┌────────

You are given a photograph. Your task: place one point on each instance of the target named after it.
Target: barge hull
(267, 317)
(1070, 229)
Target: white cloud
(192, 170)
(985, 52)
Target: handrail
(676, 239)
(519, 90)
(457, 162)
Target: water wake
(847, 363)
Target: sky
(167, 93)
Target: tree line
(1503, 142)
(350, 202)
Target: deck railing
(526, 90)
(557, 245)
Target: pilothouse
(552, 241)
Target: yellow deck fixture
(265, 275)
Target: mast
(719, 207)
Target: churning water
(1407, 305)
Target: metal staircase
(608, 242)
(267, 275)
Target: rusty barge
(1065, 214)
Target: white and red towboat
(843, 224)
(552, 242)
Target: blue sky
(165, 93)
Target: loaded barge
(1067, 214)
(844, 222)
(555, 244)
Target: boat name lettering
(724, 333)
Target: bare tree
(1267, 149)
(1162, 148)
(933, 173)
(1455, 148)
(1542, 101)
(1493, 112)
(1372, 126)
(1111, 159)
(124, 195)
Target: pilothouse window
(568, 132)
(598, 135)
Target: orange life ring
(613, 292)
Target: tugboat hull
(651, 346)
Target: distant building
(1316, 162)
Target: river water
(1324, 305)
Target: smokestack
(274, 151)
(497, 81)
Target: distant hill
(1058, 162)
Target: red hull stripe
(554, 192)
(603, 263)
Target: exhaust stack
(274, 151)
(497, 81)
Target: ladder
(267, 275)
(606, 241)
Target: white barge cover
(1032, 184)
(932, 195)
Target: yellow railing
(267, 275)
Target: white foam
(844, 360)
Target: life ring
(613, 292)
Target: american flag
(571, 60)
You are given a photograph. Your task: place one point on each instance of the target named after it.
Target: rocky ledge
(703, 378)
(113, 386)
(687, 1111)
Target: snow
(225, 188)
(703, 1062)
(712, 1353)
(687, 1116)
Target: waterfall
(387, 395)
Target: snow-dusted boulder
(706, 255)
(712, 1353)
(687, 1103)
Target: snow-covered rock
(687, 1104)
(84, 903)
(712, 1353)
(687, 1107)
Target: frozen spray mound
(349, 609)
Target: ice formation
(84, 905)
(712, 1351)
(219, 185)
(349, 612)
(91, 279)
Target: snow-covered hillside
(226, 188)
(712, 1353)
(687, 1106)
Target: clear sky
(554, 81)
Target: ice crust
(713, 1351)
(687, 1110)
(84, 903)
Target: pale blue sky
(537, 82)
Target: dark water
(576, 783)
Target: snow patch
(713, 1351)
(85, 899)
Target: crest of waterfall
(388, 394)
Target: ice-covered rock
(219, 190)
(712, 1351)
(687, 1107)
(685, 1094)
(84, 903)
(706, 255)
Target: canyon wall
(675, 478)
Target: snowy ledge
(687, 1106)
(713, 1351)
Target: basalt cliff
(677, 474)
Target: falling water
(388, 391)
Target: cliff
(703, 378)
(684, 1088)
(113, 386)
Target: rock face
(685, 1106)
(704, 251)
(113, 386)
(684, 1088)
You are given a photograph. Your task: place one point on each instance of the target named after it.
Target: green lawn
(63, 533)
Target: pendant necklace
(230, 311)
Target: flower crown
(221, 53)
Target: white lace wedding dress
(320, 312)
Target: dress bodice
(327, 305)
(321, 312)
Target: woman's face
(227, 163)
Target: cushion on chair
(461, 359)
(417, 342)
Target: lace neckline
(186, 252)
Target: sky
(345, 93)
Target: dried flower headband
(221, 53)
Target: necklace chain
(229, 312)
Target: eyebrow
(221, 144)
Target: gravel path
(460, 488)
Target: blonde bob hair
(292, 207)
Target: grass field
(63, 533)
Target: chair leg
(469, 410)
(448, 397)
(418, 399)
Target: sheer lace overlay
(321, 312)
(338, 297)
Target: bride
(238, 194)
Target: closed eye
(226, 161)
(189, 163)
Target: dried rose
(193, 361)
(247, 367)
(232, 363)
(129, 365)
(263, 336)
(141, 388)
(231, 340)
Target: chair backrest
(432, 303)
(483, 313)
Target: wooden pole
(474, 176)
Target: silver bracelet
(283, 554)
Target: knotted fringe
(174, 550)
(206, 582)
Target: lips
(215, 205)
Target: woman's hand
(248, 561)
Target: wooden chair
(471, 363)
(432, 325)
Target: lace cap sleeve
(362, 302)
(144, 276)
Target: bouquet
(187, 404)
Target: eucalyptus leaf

└────────

Print the lines exactly, starting at the line that contains "Target: dark water" and ending at the last line of the records.

* EXERCISE OUTPUT
Target: dark water
(576, 783)
Target: snow patch
(713, 1351)
(85, 899)
Target: crest of waterfall
(388, 394)
Target: ice-covered rock
(219, 190)
(712, 1351)
(687, 1107)
(685, 1094)
(84, 903)
(706, 255)
Target: canyon wall
(675, 478)
Target: snowy ledge
(687, 1106)
(713, 1351)
Target: basalt cliff
(677, 474)
Target: falling water
(388, 391)
Target: cliff
(703, 378)
(684, 1088)
(113, 386)
Target: rock face
(685, 1106)
(704, 251)
(113, 386)
(684, 1088)
You are given a photograph. Your task: place one point on each instance of the target named after it.
Target: green lawn
(63, 533)
Target: pendant necklace
(230, 311)
Target: flower crown
(221, 53)
Target: white lace wedding dress
(320, 312)
Target: dress bodice
(327, 305)
(321, 312)
Target: woman's face
(227, 163)
Target: cushion on chair
(461, 359)
(417, 342)
Target: lace neckline
(186, 252)
Target: sky
(345, 93)
Target: dried flower headband
(221, 53)
Target: necklace chain
(229, 312)
Target: eyebrow
(221, 144)
Target: gravel path
(460, 488)
Target: blonde bob hair
(292, 207)
Target: grass field
(63, 533)
Target: chair leg
(469, 410)
(448, 397)
(418, 399)
Target: sheer lace overlay
(321, 312)
(338, 297)
Target: bride
(238, 194)
Target: closed eye
(226, 161)
(189, 163)
Target: dried rose
(193, 361)
(247, 367)
(232, 363)
(129, 365)
(263, 336)
(141, 388)
(231, 340)
Target: chair backrest
(432, 303)
(483, 313)
Target: wooden pole
(474, 176)
Target: silver bracelet
(283, 554)
Target: knotted fringe
(174, 550)
(206, 582)
Target: lips
(215, 205)
Target: woman's hand
(248, 561)
Target: wooden chair
(471, 363)
(432, 325)
Target: lace cap sleeve
(362, 302)
(144, 276)
Target: bouquet
(187, 404)
Target: eucalyptus leaf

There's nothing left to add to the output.